Exercice proposé a: Dans le texte retenu, à qui Jean de Salisbury attribue-t-il la phrase sur les nains assis sur des épaules de géants ?

Pain et vin . La vérité comme faim et comme soif .

(Dürer, essais de fleurs)


A Hölderlin, frère du pain et du vin à la table des dieux .

Il est un grand mal qui doit être mieux connu du penseur, et qui est le reniement de son cœur – du cœur de l'être, celui qui est à droite du corps - au nom de la raison, de la soi-disant raison, qui n'est que le nom de l'idéologie . Le vivant a besoin de vivre, et de vivre de la vérité ; il a besoin du souffle des étoiles comme ses poumons ont besoin des souffles d'air . Mais la vérité ne se trouve pas dans les articulations les plus fines des systèmes sémantiques . Les systèmes sémantiques sont des voies, des forêts éperdues où il n'est pas de maisons de forêt, si ce n'est dans l'illusion des contes des hommes . Il est bon de les parcourir, et mauvais de s'enfermer dans les ronces passées en barbelés d'un système de mots . Les mots sont les mots .

Il est hors de la portée de l'homme de clore le langage, de fermer les chemins de forêt ou les portes du ciel . Blake écrit : car l'homme s'est enfermé en lui-même et voit le monde par les étroites fissures de sa caverne . Il peut sembler à l'élève, qui écoute les paroles d'un Maître, qu'il ne puisse aller au delà de la sphère de ses paroles, image de la Splendeur de la voûte céleste . Mais celui qui n'ose pas dépasser son Maître est un timoré .

Alors les paroles du Maître ne sont plus ce qu'elles doivent être, des étincelles jetées dans l'obscurité sur le chemin de la vie, qui permette de le dépasser . Car l'homme n'est autre que le dépassement de soi-même, et le Maître sait qu'il sera dépassé s'il est digne d'être un maître authentique . Dans le livre III du Metalogicon, Jean de Salisbury fait dire à son maître Bernard de Chartres : Nous sommes des nains assis sur des épaules de géants. Si nous voyons plus de choses et plus lointaines qu’eux, ce n’est pas à cause de la perspicacité de notre vue, ni de notre grandeur, c’est parce que nous sommes élevés par eux.

Le Maître doit élever, et ainsi porter au dessus de lui ; car ce qui le porte n'est pas l'amour de la puissance, mais l'ardent désir du Haut tant désiré ; et ainsi, si celui qu'il a porté contre son cœur est au dessus de lui, il en ressent une grande joie – si, comme Jean le Baptiste le dit de Jésus : il faut qu'il grandisse et que je diminue (…) je ne suis pas digne de dénouer la lanière de sa sandale . (…) voici ma joie, elle est parfaite .

[Enregistrements de pointage d'objets sur photos]
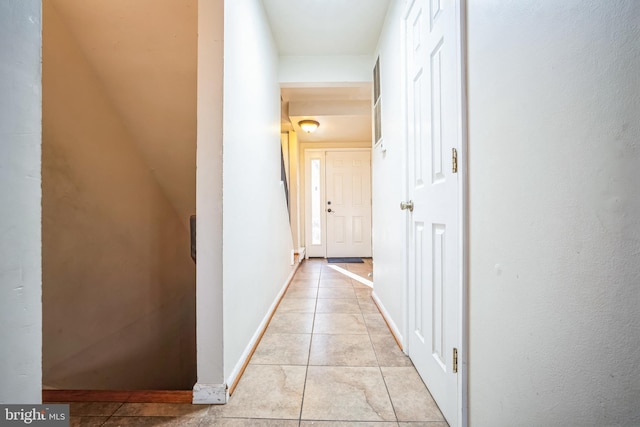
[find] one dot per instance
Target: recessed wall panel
(418, 298)
(357, 190)
(436, 11)
(437, 299)
(338, 189)
(436, 115)
(418, 129)
(339, 229)
(357, 229)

Exercice proposé b: Recopiez mot pour mot toutes les lignes des enregistrements de pointage ci-dessus, sans y reproduire les images.

Corrigé a: À son maître Bernard de Chartres, dans le livre III du Metalogicon.

Corrigé b:
[find] one dot per instance
Target: recessed wall panel
(418, 298)
(357, 190)
(436, 11)
(437, 299)
(338, 189)
(436, 115)
(418, 129)
(339, 229)
(357, 229)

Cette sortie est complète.